[[ Document excerpt open ]]

I have been watching "you tubes" to learn the language and techniques. Pinterest has information on weaving, as well.

I am still in the research mode for the table loom I picked up at an auction.

Good Luck.

SEA


----------



## brenda m (Jun 2, 2011)

The part I dislike most is the warping. You might try some of the ravelry forums on weaving. There are all kinds of looms mentioned, etc. and pictures of looms and works. I have 3 rigid heddle looms ranging from 8 inch to the 20 inch knitters loom.


----------



## patway (Nov 3, 2012)

A lot of these words are double dutch to me at the moment. Warping? I thought that meant the wood bending lol. I will look on Pin interest, u tube.
I have an instruction manual but with very few pics and it dates back to 1951, nearly as old as myself. Thank you again for your comments will let you know how I progress


----------



## megilham (Aug 28, 2012)

The warp is the vertical thread that is held taught on the loom. The weft is the horizontal thread that you weave in and out of the warp. See, easy!


----------



## patway (Nov 3, 2012)

[[ Document excerpt closed ]]

Apply what you read:
a: In the weaving forum thread, copy the passage starting with "I have an instruction" and going on through "(Aug 28, 2012)", swapping "instruction manual" for "weaving guide".
b: According to the weaving forum thread, what is the weft?
c: Extend the weaving forum thread past its final line.

[[ Provided data open ]]

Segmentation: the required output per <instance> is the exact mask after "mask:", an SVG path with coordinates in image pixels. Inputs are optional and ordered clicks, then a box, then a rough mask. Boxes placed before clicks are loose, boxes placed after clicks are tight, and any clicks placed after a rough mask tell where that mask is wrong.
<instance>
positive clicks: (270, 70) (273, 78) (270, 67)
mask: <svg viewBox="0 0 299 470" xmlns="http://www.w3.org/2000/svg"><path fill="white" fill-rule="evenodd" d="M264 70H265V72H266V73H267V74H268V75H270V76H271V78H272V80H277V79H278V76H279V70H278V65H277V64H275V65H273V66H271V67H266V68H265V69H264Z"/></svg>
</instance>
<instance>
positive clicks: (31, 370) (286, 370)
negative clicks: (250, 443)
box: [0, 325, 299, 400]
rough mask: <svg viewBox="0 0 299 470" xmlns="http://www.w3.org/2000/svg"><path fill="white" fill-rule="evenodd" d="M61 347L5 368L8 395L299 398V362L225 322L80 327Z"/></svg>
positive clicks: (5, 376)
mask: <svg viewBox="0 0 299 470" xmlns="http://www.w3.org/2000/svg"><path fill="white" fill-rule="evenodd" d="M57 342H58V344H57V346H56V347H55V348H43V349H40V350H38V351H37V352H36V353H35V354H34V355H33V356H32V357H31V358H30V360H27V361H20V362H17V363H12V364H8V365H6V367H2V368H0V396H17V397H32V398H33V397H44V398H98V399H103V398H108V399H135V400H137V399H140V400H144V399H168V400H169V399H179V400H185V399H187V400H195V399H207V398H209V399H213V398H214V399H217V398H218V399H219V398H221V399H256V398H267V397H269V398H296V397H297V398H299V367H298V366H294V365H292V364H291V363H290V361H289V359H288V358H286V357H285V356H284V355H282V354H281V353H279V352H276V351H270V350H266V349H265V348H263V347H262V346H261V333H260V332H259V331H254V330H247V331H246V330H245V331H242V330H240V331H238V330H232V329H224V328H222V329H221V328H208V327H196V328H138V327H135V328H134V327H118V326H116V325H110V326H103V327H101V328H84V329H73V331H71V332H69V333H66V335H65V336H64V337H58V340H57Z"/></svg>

[[ Provided data closed ]]

Your written answers:
a:
I have an weaving guide but with very few pics and it dates back to 1951, nearly as old as myself. Thank you again for your comments will let you know how I progress


----------



## megilham (Aug 28, 2012)

b: The weft is the horizontal thread that you weave in and out of the warp.

c:
Thank you, its all the terms I need to learn first I think


----------



## betty boivin (Sep 12, 2012)

Are there any weaving guilds in your area? You could join, î have been a founding member of one for 30. Yrs. This is where î learned to weave.


----------



## SouthernGirl (Dec 28, 2011)

try to locate a guild to help


----------



## patway (Nov 3, 2012)

I have sent an mail over 4 days ago no response However I think they have Monthly meetings will try to get to one of those. I have found someone who offers training courses, quite a distance from me and I can take the Loom with me which will be very helpful. I have found a couple of sites that lists the abbreviations and meanings that will help.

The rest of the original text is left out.